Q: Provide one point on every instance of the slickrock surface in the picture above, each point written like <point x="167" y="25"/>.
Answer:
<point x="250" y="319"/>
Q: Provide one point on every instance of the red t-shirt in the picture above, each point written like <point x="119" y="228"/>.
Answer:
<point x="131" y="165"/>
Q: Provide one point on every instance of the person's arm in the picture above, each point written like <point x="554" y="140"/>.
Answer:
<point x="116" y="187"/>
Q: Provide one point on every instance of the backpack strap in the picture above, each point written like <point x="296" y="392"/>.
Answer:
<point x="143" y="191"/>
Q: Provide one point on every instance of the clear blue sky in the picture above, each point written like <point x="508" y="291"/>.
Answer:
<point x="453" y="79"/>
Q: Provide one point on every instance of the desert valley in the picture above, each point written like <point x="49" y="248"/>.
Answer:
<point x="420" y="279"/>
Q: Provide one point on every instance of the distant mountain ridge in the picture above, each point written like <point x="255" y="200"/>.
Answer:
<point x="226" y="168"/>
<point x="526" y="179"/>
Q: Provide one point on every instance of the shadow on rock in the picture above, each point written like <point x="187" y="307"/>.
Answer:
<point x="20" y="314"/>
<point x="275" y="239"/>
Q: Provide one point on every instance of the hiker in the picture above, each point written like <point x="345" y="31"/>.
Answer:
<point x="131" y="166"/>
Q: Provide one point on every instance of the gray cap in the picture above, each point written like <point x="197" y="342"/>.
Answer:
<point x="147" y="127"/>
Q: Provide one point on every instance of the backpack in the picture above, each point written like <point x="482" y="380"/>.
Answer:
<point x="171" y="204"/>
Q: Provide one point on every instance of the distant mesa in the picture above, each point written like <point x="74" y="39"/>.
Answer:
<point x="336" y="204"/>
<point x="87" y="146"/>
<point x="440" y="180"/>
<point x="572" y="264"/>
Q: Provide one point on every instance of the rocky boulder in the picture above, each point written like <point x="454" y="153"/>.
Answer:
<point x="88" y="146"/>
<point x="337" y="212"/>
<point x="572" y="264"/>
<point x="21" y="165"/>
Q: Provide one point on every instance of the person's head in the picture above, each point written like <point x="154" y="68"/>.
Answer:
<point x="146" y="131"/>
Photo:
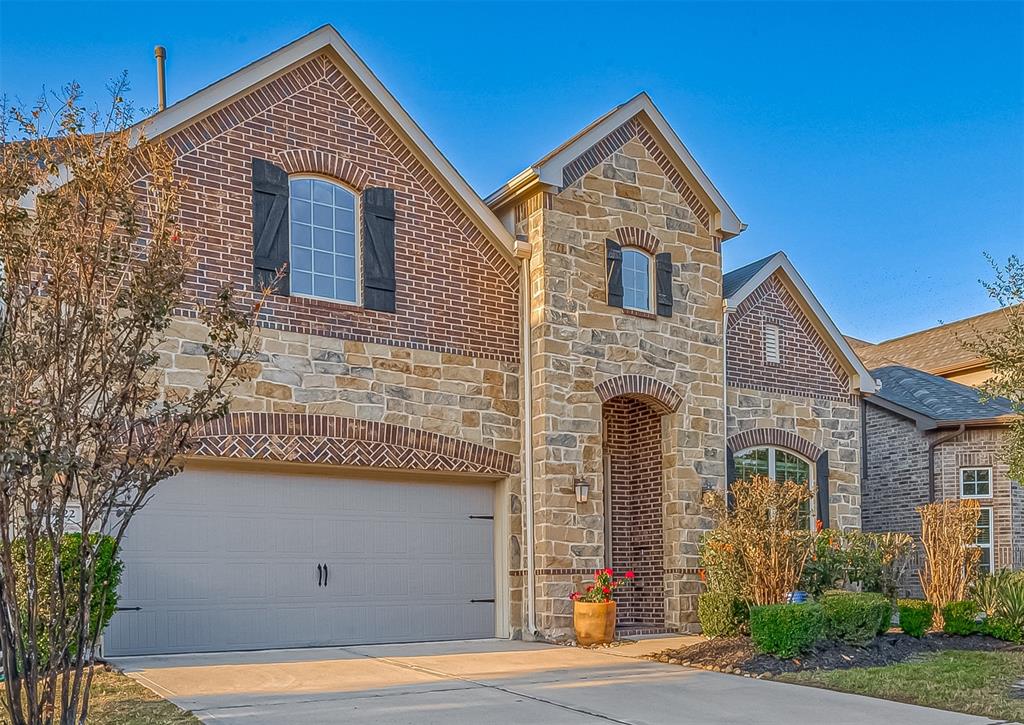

__Задание__: Перепишите без изменений строки, начиная со строки, где есть «Q: Provide one point on every instance of the rocky», и до последней строки включительно. Изображения в ответ не включайте.

__Решение задания__:
Q: Provide one point on every instance of the rocky boulder in the picture above, each point written like <point x="454" y="153"/>.
Answer:
<point x="88" y="146"/>
<point x="337" y="212"/>
<point x="572" y="264"/>
<point x="21" y="165"/>
Q: Provide one point on every instance of the person's head in the picture above, each point written like <point x="154" y="68"/>.
Answer:
<point x="146" y="131"/>
Photo:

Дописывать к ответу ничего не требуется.